Problem requirements:
Recast the data below as a Markdown table with two columns, Row and Line. Give each line its number and skip any blank lines.

Task input:
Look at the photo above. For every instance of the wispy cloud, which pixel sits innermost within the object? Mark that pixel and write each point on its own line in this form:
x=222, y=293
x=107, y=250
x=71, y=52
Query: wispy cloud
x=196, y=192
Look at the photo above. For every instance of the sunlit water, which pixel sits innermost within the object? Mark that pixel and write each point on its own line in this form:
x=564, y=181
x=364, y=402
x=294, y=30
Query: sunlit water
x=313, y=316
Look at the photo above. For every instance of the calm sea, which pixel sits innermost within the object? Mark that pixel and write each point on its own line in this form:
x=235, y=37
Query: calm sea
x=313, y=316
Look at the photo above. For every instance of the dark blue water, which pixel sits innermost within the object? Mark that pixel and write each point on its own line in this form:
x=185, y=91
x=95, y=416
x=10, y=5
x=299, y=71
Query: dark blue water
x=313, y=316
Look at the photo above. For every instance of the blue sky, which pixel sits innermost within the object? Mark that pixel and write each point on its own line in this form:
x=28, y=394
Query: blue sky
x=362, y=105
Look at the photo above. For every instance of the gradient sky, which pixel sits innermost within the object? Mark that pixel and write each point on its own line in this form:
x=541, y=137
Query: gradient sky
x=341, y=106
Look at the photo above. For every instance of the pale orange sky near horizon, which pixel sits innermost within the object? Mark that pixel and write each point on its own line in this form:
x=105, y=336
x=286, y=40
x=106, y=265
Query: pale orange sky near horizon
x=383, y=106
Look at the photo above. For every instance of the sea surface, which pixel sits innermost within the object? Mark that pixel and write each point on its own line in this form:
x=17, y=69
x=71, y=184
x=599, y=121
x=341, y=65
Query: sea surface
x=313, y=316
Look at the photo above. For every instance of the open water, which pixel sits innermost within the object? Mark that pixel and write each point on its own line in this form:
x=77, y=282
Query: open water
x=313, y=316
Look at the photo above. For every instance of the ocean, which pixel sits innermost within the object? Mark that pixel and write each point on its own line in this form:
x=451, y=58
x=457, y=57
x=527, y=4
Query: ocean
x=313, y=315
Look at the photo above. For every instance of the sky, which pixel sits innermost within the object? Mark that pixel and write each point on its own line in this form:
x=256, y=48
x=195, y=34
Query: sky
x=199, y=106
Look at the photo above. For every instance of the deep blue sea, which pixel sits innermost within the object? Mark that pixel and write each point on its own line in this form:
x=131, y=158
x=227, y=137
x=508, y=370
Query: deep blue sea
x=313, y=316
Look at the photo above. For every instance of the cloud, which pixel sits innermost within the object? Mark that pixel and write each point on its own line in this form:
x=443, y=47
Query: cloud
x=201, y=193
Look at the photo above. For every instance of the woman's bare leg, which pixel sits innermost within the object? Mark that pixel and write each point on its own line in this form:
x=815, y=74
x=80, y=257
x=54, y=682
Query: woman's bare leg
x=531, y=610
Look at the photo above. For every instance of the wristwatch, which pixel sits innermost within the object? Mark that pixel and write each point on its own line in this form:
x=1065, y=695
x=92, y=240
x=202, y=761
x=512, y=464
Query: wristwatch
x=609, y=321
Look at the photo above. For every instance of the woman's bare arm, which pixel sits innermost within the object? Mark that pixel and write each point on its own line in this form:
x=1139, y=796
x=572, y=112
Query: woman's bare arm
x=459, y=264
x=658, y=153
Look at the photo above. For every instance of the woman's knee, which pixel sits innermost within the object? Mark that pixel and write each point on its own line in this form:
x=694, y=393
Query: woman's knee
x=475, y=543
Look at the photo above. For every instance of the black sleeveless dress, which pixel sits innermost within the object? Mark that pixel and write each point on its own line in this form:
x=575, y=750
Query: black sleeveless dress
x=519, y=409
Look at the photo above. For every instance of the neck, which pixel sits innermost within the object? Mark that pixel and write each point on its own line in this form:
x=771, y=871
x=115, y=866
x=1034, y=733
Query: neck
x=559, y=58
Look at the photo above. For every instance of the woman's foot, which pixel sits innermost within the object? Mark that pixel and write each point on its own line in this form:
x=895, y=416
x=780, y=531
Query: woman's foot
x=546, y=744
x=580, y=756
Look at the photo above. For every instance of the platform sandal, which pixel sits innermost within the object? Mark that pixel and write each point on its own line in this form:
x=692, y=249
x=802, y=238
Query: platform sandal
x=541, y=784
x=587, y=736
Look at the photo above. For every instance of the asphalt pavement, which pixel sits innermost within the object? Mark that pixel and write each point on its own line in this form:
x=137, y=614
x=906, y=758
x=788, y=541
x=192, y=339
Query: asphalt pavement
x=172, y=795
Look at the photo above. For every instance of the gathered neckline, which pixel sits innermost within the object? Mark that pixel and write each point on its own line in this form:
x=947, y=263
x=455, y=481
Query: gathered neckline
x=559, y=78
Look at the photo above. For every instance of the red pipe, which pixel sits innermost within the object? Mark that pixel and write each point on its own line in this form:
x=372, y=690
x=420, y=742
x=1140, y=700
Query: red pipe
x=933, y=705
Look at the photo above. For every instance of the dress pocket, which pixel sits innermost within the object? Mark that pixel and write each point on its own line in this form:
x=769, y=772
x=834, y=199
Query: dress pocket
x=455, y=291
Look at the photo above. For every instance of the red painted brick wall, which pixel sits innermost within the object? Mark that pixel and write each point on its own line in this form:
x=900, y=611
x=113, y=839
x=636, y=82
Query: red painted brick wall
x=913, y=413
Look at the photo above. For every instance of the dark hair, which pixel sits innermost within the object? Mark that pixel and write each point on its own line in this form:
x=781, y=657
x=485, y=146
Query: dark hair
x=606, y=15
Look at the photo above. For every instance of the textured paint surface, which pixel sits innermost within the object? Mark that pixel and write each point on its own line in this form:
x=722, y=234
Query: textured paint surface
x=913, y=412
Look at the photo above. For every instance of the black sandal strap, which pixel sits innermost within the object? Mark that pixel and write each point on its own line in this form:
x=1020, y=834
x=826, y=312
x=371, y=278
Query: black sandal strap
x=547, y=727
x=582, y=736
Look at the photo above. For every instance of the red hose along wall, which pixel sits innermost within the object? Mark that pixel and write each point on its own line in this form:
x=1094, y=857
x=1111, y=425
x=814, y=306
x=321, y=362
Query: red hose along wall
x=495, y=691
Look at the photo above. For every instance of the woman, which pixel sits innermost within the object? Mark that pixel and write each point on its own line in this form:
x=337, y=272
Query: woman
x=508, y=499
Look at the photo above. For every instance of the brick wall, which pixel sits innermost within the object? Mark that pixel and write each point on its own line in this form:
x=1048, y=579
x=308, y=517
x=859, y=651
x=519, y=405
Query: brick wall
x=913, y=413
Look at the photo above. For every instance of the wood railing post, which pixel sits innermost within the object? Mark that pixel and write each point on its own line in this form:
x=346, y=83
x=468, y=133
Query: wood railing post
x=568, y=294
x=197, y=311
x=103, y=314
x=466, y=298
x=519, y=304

Task result:
| Row | Line |
|---|---|
| 1 | Look at the photo above. For every instance of the wispy cloud, which pixel sits innermost within the object? Mark that pixel and write each point on its own line in this form: |
| 2 | x=222, y=293 |
| 3 | x=107, y=250 |
| 4 | x=71, y=52 |
| 5 | Query: wispy cloud |
| 6 | x=196, y=192 |
| 7 | Look at the photo above. For every instance of the sunlit water, which pixel sits innermost within the object? Mark that pixel and write each point on its own line in this form: |
| 8 | x=564, y=181 |
| 9 | x=364, y=402 |
| 10 | x=294, y=30 |
| 11 | Query: sunlit water |
| 12 | x=313, y=316 |
| 13 | Look at the photo above. For every instance of the calm sea, which pixel sits innermost within the object? Mark that pixel and write each point on its own line in this form: |
| 14 | x=235, y=37 |
| 15 | Query: calm sea |
| 16 | x=313, y=316 |
| 17 | Look at the photo above. For every instance of the dark blue water, which pixel sits innermost within the object? Mark that pixel and write each point on its own line in this form: |
| 18 | x=185, y=91 |
| 19 | x=95, y=416 |
| 20 | x=10, y=5 |
| 21 | x=299, y=71 |
| 22 | Query: dark blue water |
| 23 | x=313, y=316 |
| 24 | Look at the photo above. For every instance of the blue sky, which pixel sits innermost within the object? Mark that pixel and write each point on its own line in this form: |
| 25 | x=28, y=394 |
| 26 | Query: blue sky |
| 27 | x=362, y=105 |
| 28 | Look at the photo above. For every instance of the gradient sky, which pixel sits innermost within the object? Mark that pixel and write each point on its own line in this form: |
| 29 | x=541, y=137 |
| 30 | Query: gradient sky |
| 31 | x=341, y=106 |
| 32 | Look at the photo above. For every instance of the pale orange sky near horizon, which pixel sits innermost within the object? Mark that pixel and write each point on its own line in this form: |
| 33 | x=105, y=336 |
| 34 | x=286, y=40 |
| 35 | x=106, y=265 |
| 36 | Query: pale orange sky near horizon |
| 37 | x=383, y=106 |
| 38 | Look at the photo above. For every instance of the sea surface, which pixel sits innermost within the object? Mark that pixel and write each point on its own line in this form: |
| 39 | x=17, y=69 |
| 40 | x=71, y=184 |
| 41 | x=599, y=121 |
| 42 | x=341, y=65 |
| 43 | Query: sea surface |
| 44 | x=313, y=316 |
| 45 | Look at the photo above. For every instance of the open water, which pixel sits innermost within the object? Mark that pixel and write each point on its own line in this form: |
| 46 | x=77, y=282 |
| 47 | Query: open water |
| 48 | x=313, y=316 |
| 49 | Look at the photo above. For every instance of the ocean, which pixel sits innermost within the object? Mark that pixel and write each point on its own line in this form: |
| 50 | x=451, y=58 |
| 51 | x=457, y=57 |
| 52 | x=527, y=4 |
| 53 | Query: ocean |
| 54 | x=313, y=315 |
| 55 | Look at the photo above. For every instance of the sky, which pixel sits innermost within the object? Mark that pixel and write each point on its own line in this form: |
| 56 | x=256, y=48 |
| 57 | x=195, y=34 |
| 58 | Query: sky |
| 59 | x=199, y=106 |
| 60 | Look at the photo above. For every instance of the deep blue sea, which pixel sits innermost within the object? Mark that pixel and write each point on its own line in this form: |
| 61 | x=131, y=158 |
| 62 | x=227, y=137 |
| 63 | x=508, y=370 |
| 64 | Query: deep blue sea |
| 65 | x=313, y=316 |
| 66 | Look at the photo above. For every instance of the cloud, which pixel sits innermost within the object? Mark that pixel and write each point on its own line in this form: |
| 67 | x=443, y=47 |
| 68 | Query: cloud |
| 69 | x=201, y=193 |
| 70 | Look at the photo above. For every instance of the woman's bare leg, which pixel sits innermost within the object? Mark that pixel and write each point on its own line in this form: |
| 71 | x=815, y=74 |
| 72 | x=80, y=257 |
| 73 | x=54, y=682 |
| 74 | Query: woman's bare leg |
| 75 | x=531, y=610 |
| 76 | Look at the photo above. For every instance of the wristwatch, which pixel sits innermost within the object? Mark that pixel and write each point on its own line in this form: |
| 77 | x=1065, y=695 |
| 78 | x=92, y=240 |
| 79 | x=202, y=761 |
| 80 | x=512, y=464 |
| 81 | Query: wristwatch |
| 82 | x=609, y=321 |
| 83 | Look at the photo above. For every instance of the woman's bare arm, which pixel sits innermost within the object? Mark that pixel and write each point on its own line in this form: |
| 84 | x=1139, y=796 |
| 85 | x=572, y=112 |
| 86 | Query: woman's bare arm |
| 87 | x=459, y=264 |
| 88 | x=658, y=153 |
| 89 | Look at the photo above. For every instance of the woman's knee, which pixel sits innermost within the object? Mark that pixel and write each point on its own line in this form: |
| 90 | x=694, y=393 |
| 91 | Query: woman's knee |
| 92 | x=475, y=543 |
| 93 | Look at the photo above. For every instance of the black sleeveless dress, which pixel sits innermost within the object? Mark that pixel and write each point on its own line in this form: |
| 94 | x=575, y=750 |
| 95 | Query: black sleeveless dress |
| 96 | x=519, y=409 |
| 97 | Look at the photo above. For every instance of the neck, which pixel sits innermost within the object? Mark that pixel and write each point on its own line in this form: |
| 98 | x=771, y=871 |
| 99 | x=115, y=866 |
| 100 | x=1034, y=733 |
| 101 | Query: neck |
| 102 | x=559, y=58 |
| 103 | Look at the photo above. For every instance of the woman's foot, which pixel sits innermost within the object? Mark that pixel and write each point on its own line in this form: |
| 104 | x=895, y=416 |
| 105 | x=780, y=531 |
| 106 | Query: woman's foot |
| 107 | x=546, y=744 |
| 108 | x=580, y=756 |
| 109 | Look at the photo above. For every instance of the platform sandal, which pixel sits innermost within the object? Mark that pixel and write each point on its own line in this form: |
| 110 | x=692, y=249 |
| 111 | x=802, y=238 |
| 112 | Query: platform sandal |
| 113 | x=541, y=784 |
| 114 | x=587, y=736 |
| 115 | Look at the photo above. For every instance of the asphalt pavement, which pixel sits innermost within the object? Mark that pixel and write each point on its own line in this form: |
| 116 | x=137, y=614 |
| 117 | x=906, y=758 |
| 118 | x=788, y=541 |
| 119 | x=192, y=339 |
| 120 | Query: asphalt pavement |
| 121 | x=172, y=795 |
| 122 | Look at the photo above. For every instance of the gathered neckline, which pixel sits innermost within the object? Mark that pixel and write each point on its own line in this form: |
| 123 | x=947, y=263 |
| 124 | x=455, y=481 |
| 125 | Query: gathered neckline |
| 126 | x=559, y=78 |
| 127 | Look at the photo above. For every instance of the red pipe, which pixel sits innermost within the object? Mark that pixel and write each point on its own line in this form: |
| 128 | x=372, y=690 |
| 129 | x=420, y=742 |
| 130 | x=1140, y=700 |
| 131 | Query: red pipe |
| 132 | x=933, y=705 |
| 133 | Look at the photo above. For every instance of the dress pocket, which pixel sits innermost within the object? Mark that pixel and write each point on its own line in this form: |
| 134 | x=769, y=772 |
| 135 | x=834, y=199 |
| 136 | Query: dress pocket |
| 137 | x=455, y=291 |
| 138 | Look at the photo above. For every instance of the red painted brick wall, which pixel sits innermost within the object? Mark that pixel and write each point on its own line in this form: |
| 139 | x=900, y=611 |
| 140 | x=113, y=839 |
| 141 | x=636, y=82 |
| 142 | Query: red painted brick wall |
| 143 | x=913, y=413 |
| 144 | Look at the photo above. For every instance of the dark hair, which pixel sits innermost within the object? Mark that pixel and write each point on its own line in this form: |
| 145 | x=781, y=657 |
| 146 | x=485, y=146 |
| 147 | Query: dark hair |
| 148 | x=606, y=15 |
| 149 | Look at the photo above. For every instance of the textured paint surface, which pixel sits innermost within the object? Mark that pixel and write each point on its own line in this form: |
| 150 | x=722, y=234 |
| 151 | Query: textured paint surface |
| 152 | x=913, y=412 |
| 153 | Look at the photo above. For every instance of the black sandal strap, which pixel sits innermost within the object? Mark that pixel and write each point on its own line in this form: |
| 154 | x=1020, y=834 |
| 155 | x=826, y=312 |
| 156 | x=371, y=278 |
| 157 | Query: black sandal strap |
| 158 | x=547, y=727 |
| 159 | x=582, y=736 |
| 160 | Look at the photo above. For every instance of the red hose along wall, which pixel sits innermost within the object? Mark that pixel and write each point on its own line in this form: |
| 161 | x=1094, y=857 |
| 162 | x=1111, y=425 |
| 163 | x=814, y=306 |
| 164 | x=321, y=362 |
| 165 | Query: red hose along wall |
| 166 | x=495, y=691 |
| 167 | Look at the photo above. For every instance of the woman, which pixel sits innermost within the object? Mark that pixel and write each point on its own line in this form: |
| 168 | x=337, y=272 |
| 169 | Query: woman |
| 170 | x=508, y=499 |
| 171 | Look at the photo above. For every instance of the brick wall, which pixel sits innermost within the object? Mark that pixel and write each point on its own line in this form: |
| 172 | x=1048, y=579 |
| 173 | x=308, y=517 |
| 174 | x=859, y=651 |
| 175 | x=519, y=405 |
| 176 | Query: brick wall |
| 177 | x=913, y=413 |
| 178 | Look at the photo above. For every instance of the wood railing post, which pixel sits innermost within the object? Mark that pixel and write each point on its own line in this form: |
| 179 | x=346, y=83 |
| 180 | x=468, y=133 |
| 181 | Query: wood railing post |
| 182 | x=568, y=294 |
| 183 | x=197, y=311 |
| 184 | x=103, y=314 |
| 185 | x=466, y=298 |
| 186 | x=519, y=304 |